EXERCISE MATERIAL =>
● ● ● ● ● ● ●
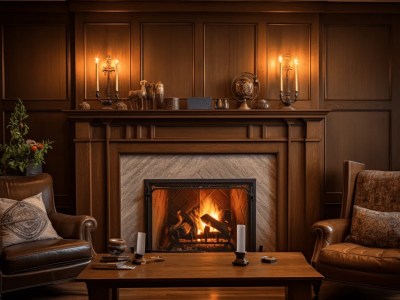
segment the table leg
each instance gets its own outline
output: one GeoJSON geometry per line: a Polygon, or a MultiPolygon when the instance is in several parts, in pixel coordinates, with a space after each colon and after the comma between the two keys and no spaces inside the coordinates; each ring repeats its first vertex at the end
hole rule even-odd
{"type": "Polygon", "coordinates": [[[287,300],[311,300],[312,290],[309,281],[289,283],[287,287],[287,300]]]}
{"type": "Polygon", "coordinates": [[[104,287],[97,284],[86,284],[89,300],[115,300],[118,298],[118,289],[104,287]]]}
{"type": "Polygon", "coordinates": [[[112,300],[119,300],[119,288],[112,288],[112,300]]]}

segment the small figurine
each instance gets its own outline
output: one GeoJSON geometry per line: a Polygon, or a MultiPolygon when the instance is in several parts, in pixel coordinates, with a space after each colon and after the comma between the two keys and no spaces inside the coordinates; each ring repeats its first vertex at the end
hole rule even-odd
{"type": "Polygon", "coordinates": [[[164,84],[158,81],[155,85],[157,108],[164,108],[164,84]]]}
{"type": "Polygon", "coordinates": [[[146,95],[147,95],[146,83],[147,83],[146,80],[141,80],[140,81],[140,90],[129,91],[128,97],[129,97],[129,100],[131,101],[131,109],[133,109],[132,102],[134,102],[135,109],[140,109],[140,110],[145,109],[143,100],[146,100],[146,95]]]}
{"type": "Polygon", "coordinates": [[[115,105],[115,108],[117,110],[128,110],[128,105],[126,105],[126,103],[120,101],[115,105]]]}
{"type": "Polygon", "coordinates": [[[82,110],[89,110],[90,104],[86,101],[83,101],[83,102],[79,103],[79,108],[82,110]]]}

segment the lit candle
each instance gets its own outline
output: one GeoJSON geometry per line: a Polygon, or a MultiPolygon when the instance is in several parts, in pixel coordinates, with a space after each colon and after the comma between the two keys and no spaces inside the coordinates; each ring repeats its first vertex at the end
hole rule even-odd
{"type": "Polygon", "coordinates": [[[115,61],[115,91],[118,92],[118,59],[115,61]]]}
{"type": "Polygon", "coordinates": [[[94,59],[94,61],[96,62],[96,92],[99,91],[99,58],[96,57],[94,59]]]}
{"type": "Polygon", "coordinates": [[[283,77],[282,77],[282,56],[279,56],[279,79],[280,79],[280,91],[283,91],[283,77]]]}
{"type": "Polygon", "coordinates": [[[146,242],[146,233],[138,232],[138,238],[137,238],[137,244],[136,244],[136,253],[137,254],[144,255],[145,242],[146,242]]]}
{"type": "Polygon", "coordinates": [[[299,61],[297,60],[297,58],[294,60],[294,82],[295,82],[295,91],[298,92],[299,91],[299,80],[297,77],[297,67],[299,65],[299,61]]]}
{"type": "Polygon", "coordinates": [[[246,252],[246,225],[237,225],[236,252],[246,252]]]}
● ● ● ● ● ● ●
WHAT TO DO =>
All lines above that include the word "segment" must be copied into the answer.

REPLY TO THE TASK =>
segment the table leg
segment the small figurine
segment the lit candle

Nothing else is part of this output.